(Entries from an annotation dataset)
(begin)

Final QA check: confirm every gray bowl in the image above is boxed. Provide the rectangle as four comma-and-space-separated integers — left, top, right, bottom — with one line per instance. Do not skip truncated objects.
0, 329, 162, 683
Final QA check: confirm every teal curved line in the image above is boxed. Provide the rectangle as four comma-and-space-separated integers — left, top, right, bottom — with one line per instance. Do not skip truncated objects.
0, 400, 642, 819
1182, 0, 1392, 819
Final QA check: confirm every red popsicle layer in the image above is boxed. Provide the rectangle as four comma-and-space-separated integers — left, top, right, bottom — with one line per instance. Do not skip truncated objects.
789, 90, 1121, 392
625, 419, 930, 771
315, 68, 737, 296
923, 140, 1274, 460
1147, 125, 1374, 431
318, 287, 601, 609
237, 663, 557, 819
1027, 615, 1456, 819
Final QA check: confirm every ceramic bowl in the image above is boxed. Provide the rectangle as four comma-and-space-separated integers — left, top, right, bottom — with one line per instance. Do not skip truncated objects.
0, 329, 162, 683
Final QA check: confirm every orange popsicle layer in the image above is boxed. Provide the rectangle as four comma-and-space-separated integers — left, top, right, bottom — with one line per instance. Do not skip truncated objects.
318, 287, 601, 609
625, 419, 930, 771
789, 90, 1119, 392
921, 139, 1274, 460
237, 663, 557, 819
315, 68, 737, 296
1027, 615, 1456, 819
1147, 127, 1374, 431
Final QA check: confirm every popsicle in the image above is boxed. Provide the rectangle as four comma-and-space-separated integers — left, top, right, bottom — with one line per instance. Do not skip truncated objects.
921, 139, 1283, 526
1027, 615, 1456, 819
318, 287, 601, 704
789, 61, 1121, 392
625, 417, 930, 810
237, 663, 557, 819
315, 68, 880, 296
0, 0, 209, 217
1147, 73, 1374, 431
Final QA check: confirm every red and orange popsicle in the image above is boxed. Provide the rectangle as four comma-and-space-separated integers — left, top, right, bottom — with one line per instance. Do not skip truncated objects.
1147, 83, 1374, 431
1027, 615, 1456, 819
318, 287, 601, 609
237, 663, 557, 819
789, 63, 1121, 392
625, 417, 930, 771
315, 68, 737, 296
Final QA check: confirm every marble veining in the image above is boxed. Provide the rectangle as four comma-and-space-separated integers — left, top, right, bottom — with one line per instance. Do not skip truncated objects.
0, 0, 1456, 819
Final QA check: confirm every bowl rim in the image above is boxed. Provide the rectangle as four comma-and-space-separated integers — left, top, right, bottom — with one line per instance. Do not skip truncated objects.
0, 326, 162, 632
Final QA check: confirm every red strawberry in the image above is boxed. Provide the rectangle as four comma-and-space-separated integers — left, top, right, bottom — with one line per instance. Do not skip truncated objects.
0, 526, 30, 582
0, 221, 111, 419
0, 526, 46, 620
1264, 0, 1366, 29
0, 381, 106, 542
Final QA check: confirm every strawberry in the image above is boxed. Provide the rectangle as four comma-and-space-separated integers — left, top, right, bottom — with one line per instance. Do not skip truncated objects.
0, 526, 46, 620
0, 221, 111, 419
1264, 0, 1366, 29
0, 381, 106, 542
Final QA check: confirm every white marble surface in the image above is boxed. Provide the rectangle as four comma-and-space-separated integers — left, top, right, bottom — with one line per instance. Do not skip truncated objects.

(end)

Task to complete |
Rewrite all of the entries above, swapping "truncated objects" for "partially visible objects" and leaving everything else as it is.

Correct answer |
Final QA check: confirm every gray bowl in the image above is boxed. Provide the rectangle as four comma-and-space-separated integers — left, top, right, bottom — with one line per instance. Do not skip partially visible objects.
0, 329, 162, 683
Final QA check: confirm every teal curved line in the image above is boxed. Provide the rectangle as four comma-and-space-separated integers — left, top, right, bottom — with one line per instance. Do not skip partially visible objects.
0, 400, 642, 819
1182, 0, 1392, 819
Final QA check: confirm every red popsicle layer in the image above is boxed. Provide the rectangle as four comma-and-space-separated integers — left, top, right, bottom — with one line per instance. Do not skip partially visible objects.
789, 90, 1121, 392
625, 419, 930, 771
315, 68, 737, 296
923, 140, 1274, 460
1147, 125, 1374, 431
318, 287, 601, 609
237, 663, 557, 819
1027, 615, 1456, 819
Final QA check: confirm every ceramic bowl in the image above is boxed. Provide the rectangle as four comma-and-space-separated integers — left, top, right, bottom — with one line per instance. Do not skip partially visible objects.
0, 329, 162, 683
Final QA check: confirm every orange popsicle layer in the image above is boxed. Provide the rectangle as four comma-and-space-separated integers — left, top, right, bottom — with one line per instance. Do not skip partially visible objects.
318, 287, 601, 609
625, 419, 930, 771
789, 90, 1119, 392
921, 139, 1274, 460
237, 663, 557, 819
315, 68, 737, 296
1027, 615, 1456, 819
1147, 127, 1374, 431
Final QA check: confirm every popsicle in the image above is boxed. Provide the rectangle as four comma-and-space-separated integers — left, top, right, bottom — with one line per instance. Do not skip partially visible objects.
921, 139, 1283, 526
1027, 615, 1456, 819
318, 287, 601, 704
789, 61, 1121, 392
625, 417, 930, 810
237, 663, 557, 819
315, 68, 880, 296
0, 0, 209, 217
1147, 73, 1374, 431
Final QA check: confirm every red and orange popsicle in the image above is boxed. Provide the rectangle as four comma-and-space-separated integers — left, top, right, bottom — with one line per instance. Do not skip partially visible objects.
1147, 83, 1374, 431
1027, 615, 1456, 819
318, 287, 601, 609
237, 663, 557, 819
789, 63, 1121, 392
625, 417, 930, 771
315, 68, 737, 296
Final QA check: confirm every marble veining in the image above is boxed. Provide the rectangle as four comma-and-space-separated integers — left, top, right, bottom — with one line per instance. Do not skip partially visible objects.
0, 0, 1456, 819
Final QA check: confirm every bowl rim in the image above is boxed. Provide the rectangle as four comma-and-space-separated integers — left, top, right, bottom — with one line per instance. Do not skip partially visible objects.
0, 326, 162, 632
Final QA check: confirm every red strawberry in the image above is boxed. Provide the rectangle as four comma-and-space-separated integers — left, top, right, bottom — with one line per instance. Do not skip partially visible objects.
0, 526, 30, 582
0, 221, 111, 419
0, 526, 46, 620
1264, 0, 1366, 29
0, 381, 106, 542
Final QA check: confirm every strawberry in the image above is boxed. Provide the rectangle as four comma-and-space-separated integers — left, top, right, bottom — with one line per instance. Do not skip partially visible objects.
0, 526, 46, 620
0, 221, 111, 419
1264, 0, 1366, 29
0, 381, 106, 542
Final QA check: confirm every white marble surface in the image above is boxed. Provide the rectangle as four comma-and-space-separated integers — left, top, right, bottom — with one line per instance. Do not skip partially visible objects.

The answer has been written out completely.